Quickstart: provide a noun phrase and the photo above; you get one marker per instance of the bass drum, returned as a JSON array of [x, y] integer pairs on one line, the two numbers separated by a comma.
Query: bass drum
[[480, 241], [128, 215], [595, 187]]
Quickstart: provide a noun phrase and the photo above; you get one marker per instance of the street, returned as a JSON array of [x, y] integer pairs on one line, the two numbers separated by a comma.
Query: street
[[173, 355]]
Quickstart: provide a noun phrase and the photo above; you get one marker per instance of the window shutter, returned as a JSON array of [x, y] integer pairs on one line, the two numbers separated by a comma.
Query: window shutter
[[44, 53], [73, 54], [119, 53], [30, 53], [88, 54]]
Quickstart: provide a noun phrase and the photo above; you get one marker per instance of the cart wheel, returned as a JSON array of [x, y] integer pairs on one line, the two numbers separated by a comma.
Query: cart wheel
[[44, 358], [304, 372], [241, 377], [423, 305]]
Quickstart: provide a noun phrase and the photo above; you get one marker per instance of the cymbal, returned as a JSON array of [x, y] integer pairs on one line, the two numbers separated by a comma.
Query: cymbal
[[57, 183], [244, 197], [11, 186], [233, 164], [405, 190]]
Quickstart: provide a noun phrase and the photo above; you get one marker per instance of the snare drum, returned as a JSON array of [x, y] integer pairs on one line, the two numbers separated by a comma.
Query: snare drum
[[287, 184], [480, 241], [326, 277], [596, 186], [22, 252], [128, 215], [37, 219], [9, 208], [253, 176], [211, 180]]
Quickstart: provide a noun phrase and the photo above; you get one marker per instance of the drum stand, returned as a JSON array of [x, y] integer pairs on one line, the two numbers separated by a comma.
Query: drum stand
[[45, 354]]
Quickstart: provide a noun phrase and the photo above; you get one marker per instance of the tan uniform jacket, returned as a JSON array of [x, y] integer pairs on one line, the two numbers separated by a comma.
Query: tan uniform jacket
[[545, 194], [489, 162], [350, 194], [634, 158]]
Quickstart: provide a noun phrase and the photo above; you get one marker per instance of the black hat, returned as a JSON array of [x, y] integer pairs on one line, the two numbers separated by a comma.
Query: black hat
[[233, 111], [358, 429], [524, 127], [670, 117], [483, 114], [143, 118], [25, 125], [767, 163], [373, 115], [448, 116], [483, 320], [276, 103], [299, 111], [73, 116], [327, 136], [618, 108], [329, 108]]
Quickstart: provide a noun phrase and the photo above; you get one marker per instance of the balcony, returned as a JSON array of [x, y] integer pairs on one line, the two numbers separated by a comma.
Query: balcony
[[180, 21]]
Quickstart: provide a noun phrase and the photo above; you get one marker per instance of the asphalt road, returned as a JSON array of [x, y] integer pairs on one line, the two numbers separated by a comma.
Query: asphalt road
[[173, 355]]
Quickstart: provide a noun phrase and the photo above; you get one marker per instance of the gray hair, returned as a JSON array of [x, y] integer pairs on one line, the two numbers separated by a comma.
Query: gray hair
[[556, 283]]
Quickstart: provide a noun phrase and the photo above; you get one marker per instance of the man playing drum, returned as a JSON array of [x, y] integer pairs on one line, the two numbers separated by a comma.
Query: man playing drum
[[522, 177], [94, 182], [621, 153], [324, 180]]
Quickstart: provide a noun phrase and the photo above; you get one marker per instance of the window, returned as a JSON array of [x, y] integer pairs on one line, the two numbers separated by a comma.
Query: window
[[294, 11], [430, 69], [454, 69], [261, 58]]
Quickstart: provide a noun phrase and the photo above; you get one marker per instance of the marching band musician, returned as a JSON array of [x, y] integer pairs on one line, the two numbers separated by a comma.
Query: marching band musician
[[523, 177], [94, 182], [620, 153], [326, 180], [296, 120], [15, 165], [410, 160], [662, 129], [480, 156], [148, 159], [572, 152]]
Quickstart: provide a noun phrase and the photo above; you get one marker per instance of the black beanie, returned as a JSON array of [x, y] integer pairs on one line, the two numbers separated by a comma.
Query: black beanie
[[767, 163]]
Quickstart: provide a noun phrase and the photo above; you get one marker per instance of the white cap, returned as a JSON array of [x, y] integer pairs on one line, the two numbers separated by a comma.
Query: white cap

---------------

- _Petunjuk Tertulis_: Tolong ubah semua baris item di atas menjadi daftar bernomor tanpa menyertakan baris kosong.

- _Jawaban Latihan_:
1. Quickstart: provide a noun phrase and the photo above; you get one marker per instance of the bass drum, returned as a JSON array of [x, y] integer pairs on one line, the two numbers separated by a comma.
2. Query: bass drum
3. [[480, 241], [128, 215], [595, 187]]
4. Quickstart: provide a noun phrase and the photo above; you get one marker per instance of the street, returned as a JSON array of [x, y] integer pairs on one line, the two numbers separated by a comma.
5. Query: street
6. [[173, 355]]
7. Quickstart: provide a noun phrase and the photo above; you get one marker per instance of the window shutter, returned as a JSON array of [x, y] integer pairs on one line, the two numbers separated by a comma.
8. Query: window shutter
9. [[44, 53], [73, 54], [119, 53], [30, 53], [88, 54]]
10. Quickstart: provide a noun phrase and the photo above; you get one marker per instance of the cart wheel, returned as a JSON array of [x, y] integer pairs on one line, the two numbers separated by a comma.
11. Query: cart wheel
12. [[44, 358], [304, 372], [241, 377], [423, 305]]
13. Quickstart: provide a noun phrase and the photo above; you get one marker per instance of the cymbal, returned as a JSON array of [x, y] integer pairs on one line, the two numbers separated by a comma.
14. Query: cymbal
15. [[57, 183], [244, 197], [11, 186], [233, 164], [405, 190]]
16. Quickstart: provide a noun phrase and the photo above; you get one marker per instance of the snare drum, returned as a JSON array of [x, y] integer pairs on one line, the two numbers separated by a comma.
17. Query: snare drum
18. [[287, 184], [480, 241], [326, 277], [596, 186], [22, 252], [128, 215], [37, 219], [9, 208], [253, 176], [211, 180]]
19. Quickstart: provide a noun phrase and the photo above; you get one marker per instance of the drum stand, returned as a JSON array of [x, y] integer pairs on one line, the two numbers separated by a comma.
20. Query: drum stand
21. [[45, 354]]
22. Quickstart: provide a noun phrase and the photo above; you get one marker per instance of the tan uniform jacket, returned as a JSON array of [x, y] integer pairs on one line, the two numbers separated by a comma.
23. Query: tan uniform jacket
24. [[545, 194], [489, 162], [350, 194], [634, 158]]
25. Quickstart: provide a noun phrase and the photo above; you get one marker per instance of the black hat, returned as a JSON array of [x, y] integer pairs on one line, the two numbers separated by a comma.
26. Query: black hat
27. [[233, 111], [358, 429], [524, 127], [670, 117], [483, 114], [143, 118], [25, 125], [767, 163], [373, 115], [448, 116], [483, 320], [276, 103], [299, 111], [73, 116], [327, 136], [618, 108], [329, 108]]
28. Quickstart: provide a noun phrase and the photo above; you get one marker per instance of the balcony, returned as a JSON array of [x, y] integer pairs on one line, the two numbers separated by a comma.
29. Query: balcony
30. [[180, 21]]
31. Quickstart: provide a noun phrase and the photo above; you get one marker per instance of the asphalt road, returned as a JSON array of [x, y] integer pairs on one line, the two numbers separated by a comma.
32. Query: asphalt road
33. [[173, 355]]
34. Quickstart: provide a noun phrase and the photo above; you get one marker per instance of the gray hair, returned as a JSON array of [x, y] integer pairs on one line, the two numbers separated by a comma.
35. Query: gray hair
36. [[556, 283]]
37. Quickstart: provide a noun phrase and the photo above; you get one marker per instance of the man playing drum, returned as a JSON array of [x, y] integer pairs on one line, the two numbers separated by a comma.
38. Query: man playing drum
39. [[522, 177], [94, 182], [621, 153], [324, 180]]
40. Quickstart: provide a noun phrase and the photo above; you get one marker per instance of the window, returned as a JSON array of [x, y] integer pairs on one line, the two numbers separated by a comma.
41. Query: window
42. [[294, 11], [430, 69], [454, 69], [261, 58]]
43. Quickstart: provide a noun phrase and the photo above; you get one marker per instance of the marching band musician, returned as a JSON array of [x, y] integer pairs on one line, the two numbers separated by a comma.
44. Query: marching band musician
45. [[523, 177], [94, 182], [620, 153], [326, 180], [296, 120], [15, 165], [410, 160], [662, 129], [480, 156], [148, 159], [572, 152]]
46. Quickstart: provide a noun phrase and the photo above; you get one marker per instance of the black beanie, returned as a JSON array of [x, y] integer pairs on one line, the two numbers separated by a comma.
47. Query: black beanie
48. [[767, 163]]
49. Quickstart: provide a noun phrase and the photo above; you get one marker per instance of the white cap, returned as a JSON array of [x, y] integer pairs on one line, the two numbers separated by a comma.
50. Query: white cap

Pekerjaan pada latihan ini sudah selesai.